* **Work to complete**
Copy out the data below as written; omit any images.
* BEGIN *
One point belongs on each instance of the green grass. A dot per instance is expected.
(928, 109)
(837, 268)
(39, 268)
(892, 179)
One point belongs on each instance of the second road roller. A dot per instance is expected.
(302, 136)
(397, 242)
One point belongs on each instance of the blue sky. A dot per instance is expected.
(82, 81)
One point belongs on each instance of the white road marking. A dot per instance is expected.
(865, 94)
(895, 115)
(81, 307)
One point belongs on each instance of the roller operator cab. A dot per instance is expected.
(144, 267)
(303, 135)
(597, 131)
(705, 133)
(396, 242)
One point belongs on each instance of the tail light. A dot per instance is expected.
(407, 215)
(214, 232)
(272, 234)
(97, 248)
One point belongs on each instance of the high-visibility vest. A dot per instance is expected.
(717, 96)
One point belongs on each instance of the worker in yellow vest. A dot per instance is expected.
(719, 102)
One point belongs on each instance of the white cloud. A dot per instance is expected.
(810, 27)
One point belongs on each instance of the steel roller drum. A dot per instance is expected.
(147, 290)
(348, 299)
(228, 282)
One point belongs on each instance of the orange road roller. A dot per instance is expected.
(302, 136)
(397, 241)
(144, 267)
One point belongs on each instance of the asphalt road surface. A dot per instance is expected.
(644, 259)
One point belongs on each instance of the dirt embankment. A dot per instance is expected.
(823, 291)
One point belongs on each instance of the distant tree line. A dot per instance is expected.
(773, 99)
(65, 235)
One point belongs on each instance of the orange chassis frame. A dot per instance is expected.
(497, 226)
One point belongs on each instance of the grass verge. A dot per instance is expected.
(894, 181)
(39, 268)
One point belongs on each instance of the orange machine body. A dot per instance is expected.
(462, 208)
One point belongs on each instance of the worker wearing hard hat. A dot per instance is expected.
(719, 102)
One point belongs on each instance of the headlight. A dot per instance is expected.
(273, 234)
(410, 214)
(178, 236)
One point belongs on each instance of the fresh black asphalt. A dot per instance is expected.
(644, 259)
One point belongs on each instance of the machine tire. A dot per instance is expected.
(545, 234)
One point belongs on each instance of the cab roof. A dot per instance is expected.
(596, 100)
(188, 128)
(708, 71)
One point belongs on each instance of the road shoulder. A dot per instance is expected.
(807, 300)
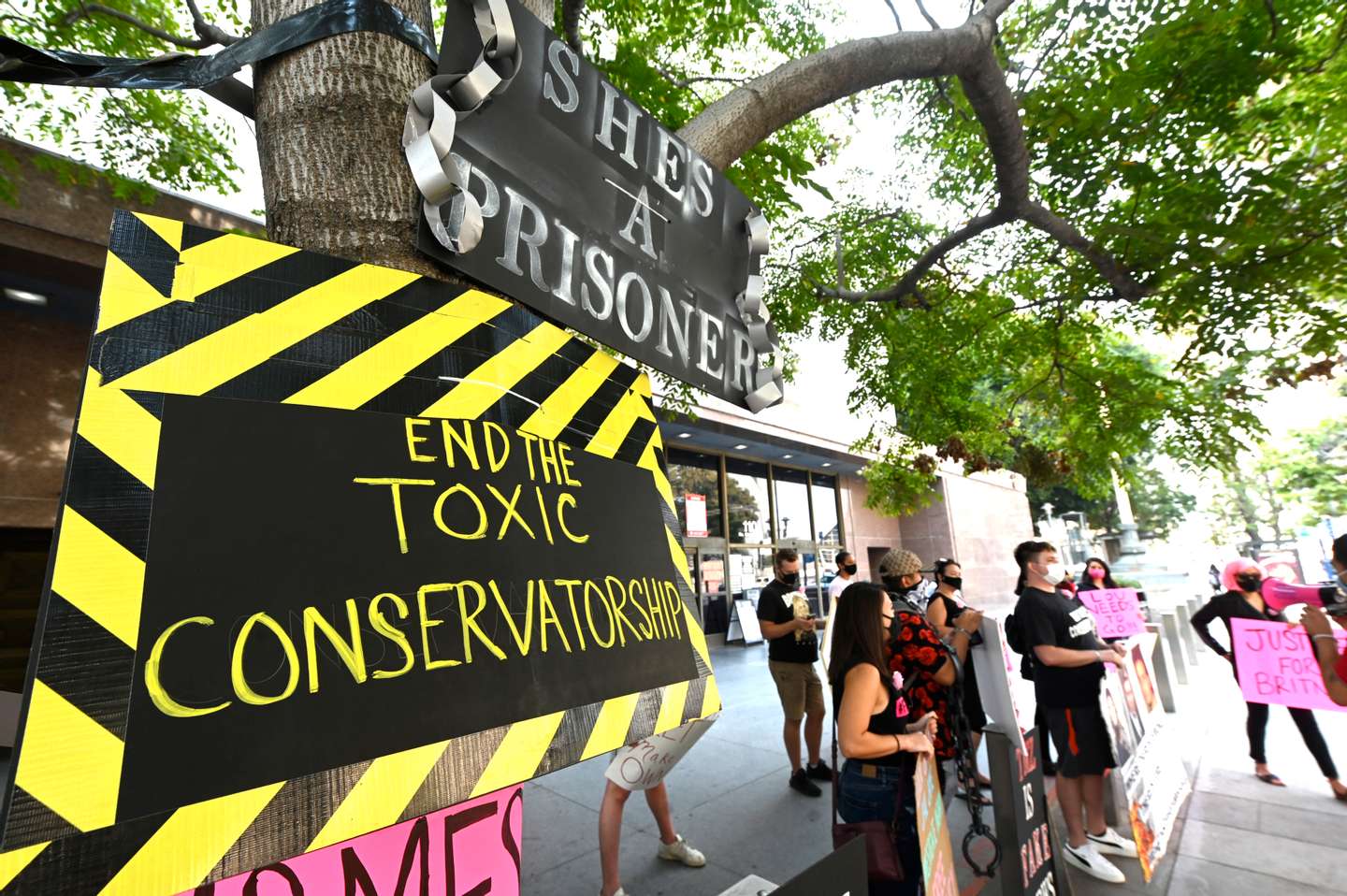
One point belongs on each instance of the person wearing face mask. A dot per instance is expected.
(877, 730)
(1243, 600)
(918, 654)
(1331, 666)
(845, 577)
(945, 608)
(1068, 658)
(791, 632)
* END *
* **Response to this task**
One point belongs on each instance of the green grass. A dot per instance is expected.
(928, 109)
(837, 268)
(39, 268)
(892, 179)
One point belongs on each instance of the second road roller. A dot per instance is expected.
(302, 136)
(397, 242)
One point belongs on each instance of the blue sky. A dot per instance is expected.
(82, 81)
One point belongs on each instance of the white road marking. A dot per instance is expected.
(865, 94)
(895, 115)
(81, 307)
One point belongs on each instance of the roller operator cab. A dot per instance is expected.
(144, 267)
(303, 135)
(597, 131)
(705, 133)
(396, 242)
One point belongs on each instance of the tail light. A dot per instance is expected.
(407, 215)
(214, 232)
(272, 234)
(97, 248)
One point belongs on each instance of the high-visibility vest. A dot per instance is expected.
(717, 96)
One point belongs on each instance of the worker in yellow vest. A dot per instance is expected.
(719, 102)
One point belongs on each instance of the white cloud. A dot per instance is expected.
(810, 27)
One point belongs on each instance of the steel roller drum. A dot per instance is expected.
(147, 290)
(348, 299)
(228, 282)
One point belongs on each instance of the orange road roller. A dot per instance is expected.
(302, 136)
(397, 241)
(144, 267)
One point belongs on each instance of the asphalt road surface. A dot per instance is expected.
(644, 259)
One point belongs on each instance of the dirt embankment. A dot per instance is expected.
(823, 291)
One point belongs on each instance of the distant tree line. A dot per instance is expected.
(773, 99)
(65, 235)
One point belongs on each instance of the orange chassis frame. A dot per instance is expected.
(497, 226)
One point belongs on each instance of the grass verge. A dot per instance is expected.
(894, 181)
(39, 268)
One point belongs on each instance of the orange machine body. A dot per instance is expected.
(462, 208)
One point belongs on each instance of the worker wearing hard hat. A dot per instance is expected.
(719, 102)
One point belongs on each instance of the headlight. A dot per instance is expected.
(273, 234)
(410, 214)
(178, 236)
One point belongs on each instance of the fresh black asphalt. A dot per instance is expected.
(644, 259)
One point belongs on each instance of the machine tire. A dot per instance is expected.
(545, 234)
One point belongs on each instance of the cab roof. A dot per instance is expected.
(596, 100)
(188, 128)
(708, 71)
One point belongs on each instance of the road shoulder. A dot per instance is expected.
(807, 300)
One point belongs on each instance of the person wearing face mask. A dot per instance is expected.
(877, 730)
(1243, 600)
(918, 654)
(1331, 666)
(845, 577)
(945, 608)
(1068, 658)
(791, 632)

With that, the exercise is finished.